TASK BRIEF:
Count the lines in the records below that contain the word "shadow". Reply with the number alone.

** start MATERIAL PROVIDED **

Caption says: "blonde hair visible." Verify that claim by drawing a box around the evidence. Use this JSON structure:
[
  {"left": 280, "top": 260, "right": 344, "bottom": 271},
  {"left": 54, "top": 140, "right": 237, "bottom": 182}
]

** end MATERIAL PROVIDED **
** start MATERIAL PROVIDED **

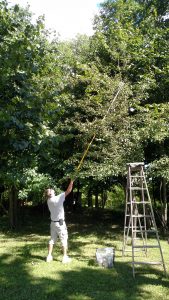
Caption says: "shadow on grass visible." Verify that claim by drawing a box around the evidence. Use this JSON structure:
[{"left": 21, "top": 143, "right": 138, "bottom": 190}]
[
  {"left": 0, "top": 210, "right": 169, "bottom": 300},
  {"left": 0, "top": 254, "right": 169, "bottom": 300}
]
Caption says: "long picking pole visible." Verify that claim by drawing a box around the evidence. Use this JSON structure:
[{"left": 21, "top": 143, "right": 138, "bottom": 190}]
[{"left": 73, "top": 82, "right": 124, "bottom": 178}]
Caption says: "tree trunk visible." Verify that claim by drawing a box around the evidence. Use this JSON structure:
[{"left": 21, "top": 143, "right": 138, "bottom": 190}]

** end MATERIAL PROVIDED **

TASK RESULT:
1